Work to complete:
Write every record out again exactly, and keep images out of it.

[BEGIN Records to process]

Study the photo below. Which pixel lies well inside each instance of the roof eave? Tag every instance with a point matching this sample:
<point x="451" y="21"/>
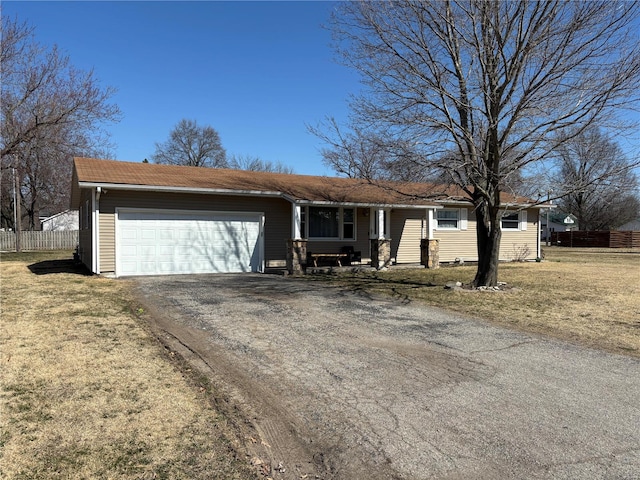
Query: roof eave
<point x="173" y="189"/>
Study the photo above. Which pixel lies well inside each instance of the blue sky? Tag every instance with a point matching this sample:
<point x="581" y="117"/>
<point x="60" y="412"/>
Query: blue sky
<point x="257" y="72"/>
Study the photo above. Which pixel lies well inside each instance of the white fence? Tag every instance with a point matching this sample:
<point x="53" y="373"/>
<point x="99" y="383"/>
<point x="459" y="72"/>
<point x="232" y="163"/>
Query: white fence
<point x="47" y="240"/>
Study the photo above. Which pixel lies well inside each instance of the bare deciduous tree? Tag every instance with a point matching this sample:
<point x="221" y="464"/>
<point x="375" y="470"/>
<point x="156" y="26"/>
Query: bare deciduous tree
<point x="603" y="182"/>
<point x="256" y="164"/>
<point x="481" y="90"/>
<point x="50" y="111"/>
<point x="191" y="145"/>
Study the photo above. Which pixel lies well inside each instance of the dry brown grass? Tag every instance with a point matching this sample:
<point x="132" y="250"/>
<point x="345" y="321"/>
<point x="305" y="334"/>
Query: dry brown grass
<point x="590" y="296"/>
<point x="86" y="392"/>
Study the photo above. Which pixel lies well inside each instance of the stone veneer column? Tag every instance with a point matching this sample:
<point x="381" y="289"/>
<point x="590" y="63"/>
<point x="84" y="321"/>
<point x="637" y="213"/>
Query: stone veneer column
<point x="430" y="253"/>
<point x="296" y="256"/>
<point x="380" y="253"/>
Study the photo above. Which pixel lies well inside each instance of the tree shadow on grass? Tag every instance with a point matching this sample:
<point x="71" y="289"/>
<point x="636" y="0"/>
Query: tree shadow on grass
<point x="47" y="267"/>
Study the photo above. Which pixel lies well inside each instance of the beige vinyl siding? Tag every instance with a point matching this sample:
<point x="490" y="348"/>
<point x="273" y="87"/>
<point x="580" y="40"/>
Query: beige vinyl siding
<point x="462" y="243"/>
<point x="513" y="242"/>
<point x="458" y="243"/>
<point x="277" y="212"/>
<point x="407" y="229"/>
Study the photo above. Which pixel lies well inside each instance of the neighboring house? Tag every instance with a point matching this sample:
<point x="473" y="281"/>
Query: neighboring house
<point x="146" y="219"/>
<point x="632" y="226"/>
<point x="67" y="220"/>
<point x="558" y="222"/>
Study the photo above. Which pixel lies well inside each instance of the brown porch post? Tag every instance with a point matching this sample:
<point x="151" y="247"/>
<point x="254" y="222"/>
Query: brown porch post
<point x="430" y="253"/>
<point x="296" y="256"/>
<point x="380" y="253"/>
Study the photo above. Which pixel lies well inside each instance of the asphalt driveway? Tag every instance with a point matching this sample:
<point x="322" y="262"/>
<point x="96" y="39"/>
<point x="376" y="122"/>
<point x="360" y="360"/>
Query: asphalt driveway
<point x="343" y="386"/>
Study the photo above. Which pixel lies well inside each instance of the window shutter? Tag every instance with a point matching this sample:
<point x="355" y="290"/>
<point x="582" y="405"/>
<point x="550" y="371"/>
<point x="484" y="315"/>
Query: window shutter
<point x="523" y="219"/>
<point x="463" y="219"/>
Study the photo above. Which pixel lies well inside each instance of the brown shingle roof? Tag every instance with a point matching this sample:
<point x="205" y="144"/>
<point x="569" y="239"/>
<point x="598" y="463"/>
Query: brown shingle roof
<point x="303" y="188"/>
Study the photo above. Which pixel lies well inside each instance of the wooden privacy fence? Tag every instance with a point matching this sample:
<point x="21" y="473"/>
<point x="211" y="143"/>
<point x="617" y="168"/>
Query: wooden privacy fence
<point x="611" y="239"/>
<point x="46" y="240"/>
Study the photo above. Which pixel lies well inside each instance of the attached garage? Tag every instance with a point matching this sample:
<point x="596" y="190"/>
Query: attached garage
<point x="161" y="242"/>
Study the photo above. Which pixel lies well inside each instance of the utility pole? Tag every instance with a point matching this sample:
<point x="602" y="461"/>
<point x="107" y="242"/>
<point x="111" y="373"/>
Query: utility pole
<point x="17" y="212"/>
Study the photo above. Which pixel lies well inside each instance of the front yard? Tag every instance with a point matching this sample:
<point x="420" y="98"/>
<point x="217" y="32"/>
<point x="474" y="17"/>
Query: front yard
<point x="87" y="392"/>
<point x="590" y="296"/>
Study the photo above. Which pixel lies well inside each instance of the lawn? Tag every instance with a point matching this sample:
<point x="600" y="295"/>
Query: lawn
<point x="87" y="392"/>
<point x="588" y="296"/>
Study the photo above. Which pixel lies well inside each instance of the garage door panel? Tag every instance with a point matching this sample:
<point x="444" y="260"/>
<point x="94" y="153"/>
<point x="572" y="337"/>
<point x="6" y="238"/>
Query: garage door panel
<point x="187" y="242"/>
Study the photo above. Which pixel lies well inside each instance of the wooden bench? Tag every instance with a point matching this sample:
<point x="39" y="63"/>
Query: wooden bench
<point x="338" y="257"/>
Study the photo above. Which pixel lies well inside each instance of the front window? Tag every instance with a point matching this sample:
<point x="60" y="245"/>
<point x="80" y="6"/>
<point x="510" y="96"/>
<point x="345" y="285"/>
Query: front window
<point x="348" y="224"/>
<point x="448" y="219"/>
<point x="330" y="222"/>
<point x="510" y="221"/>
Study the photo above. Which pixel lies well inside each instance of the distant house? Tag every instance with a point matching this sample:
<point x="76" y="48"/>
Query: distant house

[END Records to process]

Task solution:
Study the photo below. Which pixel lies well inside each instance of the roof eave? Tag every instance with a point matching this sample:
<point x="451" y="21"/>
Query: roof eave
<point x="173" y="189"/>
Study the photo above. Which pixel lies well inside each instance of the blue sky? Tag every instance with a point matching this sample:
<point x="581" y="117"/>
<point x="60" y="412"/>
Query: blue sky
<point x="257" y="72"/>
Study the photo above. Which pixel lies well inside each instance of the white fence? Tag every instance with a point matching this sample:
<point x="53" y="373"/>
<point x="99" y="383"/>
<point x="459" y="72"/>
<point x="232" y="163"/>
Query: white fence
<point x="47" y="240"/>
Study the photo above. Which pixel lies well inside each instance of the bare deciduous tree? Tag every instance with a point matching this sample:
<point x="221" y="464"/>
<point x="375" y="470"/>
<point x="156" y="26"/>
Query: bare deciduous tree
<point x="603" y="182"/>
<point x="256" y="164"/>
<point x="481" y="90"/>
<point x="50" y="111"/>
<point x="191" y="145"/>
Study the photo above. Which pixel lies well inside each instance of the dry brown grass? Tag every instance with a point matching this sample:
<point x="132" y="250"/>
<point x="345" y="321"/>
<point x="305" y="334"/>
Query: dry brown grass
<point x="590" y="296"/>
<point x="86" y="392"/>
Study the photo above. Which pixel lies well inside each instance of the stone veneer column? Tag every instance with a point matching this sample:
<point x="381" y="289"/>
<point x="590" y="63"/>
<point x="84" y="321"/>
<point x="637" y="213"/>
Query: stone veneer column
<point x="430" y="253"/>
<point x="296" y="256"/>
<point x="380" y="253"/>
Study the photo above. Which pixel lies well inside each instance of the tree shadow on grass? Tag every instance with a point matching this sample:
<point x="71" y="289"/>
<point x="636" y="0"/>
Query: tree shadow on grass
<point x="47" y="267"/>
Study the photo above. Which pixel lies well inside each instance of the beige vinyl siding? Tag every instance with a point matching this sample:
<point x="490" y="348"/>
<point x="273" y="87"/>
<point x="580" y="40"/>
Query: beige vinyl siding
<point x="462" y="243"/>
<point x="513" y="242"/>
<point x="458" y="243"/>
<point x="277" y="212"/>
<point x="407" y="229"/>
Study the photo above. Which pixel lies well inside each instance of the neighboring house? Tag every instance with a point matching this sample:
<point x="473" y="281"/>
Query: neighboring house
<point x="146" y="219"/>
<point x="632" y="226"/>
<point x="67" y="220"/>
<point x="558" y="222"/>
Study the photo above. Which pixel lies well inside each instance of the brown porch post? Tag every instance with a point matching this sample:
<point x="151" y="247"/>
<point x="254" y="222"/>
Query: brown porch post
<point x="430" y="253"/>
<point x="296" y="256"/>
<point x="380" y="253"/>
Study the photo above. Which pixel lies well inside each instance of the asphalt driveway? Tag every instance with a point matching this sample:
<point x="322" y="262"/>
<point x="96" y="39"/>
<point x="376" y="122"/>
<point x="360" y="360"/>
Query: asphalt driveway
<point x="343" y="386"/>
Study the photo above. Which pixel lies well inside each instance of the window shutter? Tag every instance with a point matching this sample:
<point x="355" y="290"/>
<point x="582" y="405"/>
<point x="550" y="371"/>
<point x="484" y="315"/>
Query: window shutter
<point x="523" y="219"/>
<point x="463" y="219"/>
Study the photo above. Which pixel lies well inside each instance of the brown shingle roof? Tag every instance with a point matching this sample:
<point x="205" y="144"/>
<point x="569" y="239"/>
<point x="598" y="463"/>
Query: brown shingle roof
<point x="303" y="188"/>
Study the photo above. Which pixel lies well inside each instance of the wooden privacy fence? Tag every instance with a point matching this sample:
<point x="21" y="473"/>
<point x="211" y="143"/>
<point x="617" y="168"/>
Query: wooden privacy fence
<point x="611" y="239"/>
<point x="46" y="240"/>
Study the photo above. Which pixel lies well inside each instance of the attached garage? Tag every instance with a point matching this sample:
<point x="596" y="190"/>
Query: attached garage
<point x="161" y="242"/>
Study the photo above. Which pixel lies well inside each instance of the utility pole? Tag every instance with a point matching this sample:
<point x="602" y="461"/>
<point x="107" y="242"/>
<point x="111" y="373"/>
Query: utility pole
<point x="17" y="212"/>
Study the photo above. Which pixel lies well inside each instance of the front yard? Tag every instance with a point matching this sample:
<point x="420" y="98"/>
<point x="217" y="32"/>
<point x="474" y="17"/>
Query: front yard
<point x="87" y="392"/>
<point x="590" y="296"/>
Study the photo above. Which pixel lies well inside each instance of the lawn? Tag every instance with a point matching this sample:
<point x="600" y="295"/>
Query: lawn
<point x="87" y="392"/>
<point x="588" y="296"/>
Study the photo above. Which pixel lies well inside each instance of the garage door panel? Tag every instance with a point matching this sample:
<point x="444" y="260"/>
<point x="94" y="153"/>
<point x="572" y="337"/>
<point x="6" y="238"/>
Query: garage door panel
<point x="187" y="242"/>
Study the photo above. Which pixel lies well inside each instance of the wooden bench? Tag every instance with a point matching this sample:
<point x="39" y="63"/>
Query: wooden bench
<point x="338" y="257"/>
Study the photo above. Which pixel lies well inside each instance of the front window? Tag every instance with a point matching this sample:
<point x="60" y="245"/>
<point x="80" y="6"/>
<point x="510" y="96"/>
<point x="345" y="285"/>
Query: front window
<point x="348" y="224"/>
<point x="448" y="219"/>
<point x="330" y="222"/>
<point x="510" y="221"/>
Study the photo above. Which pixel lies well inside each instance of the distant house? Tag every instance with a point matching this sample:
<point x="76" y="48"/>
Query: distant house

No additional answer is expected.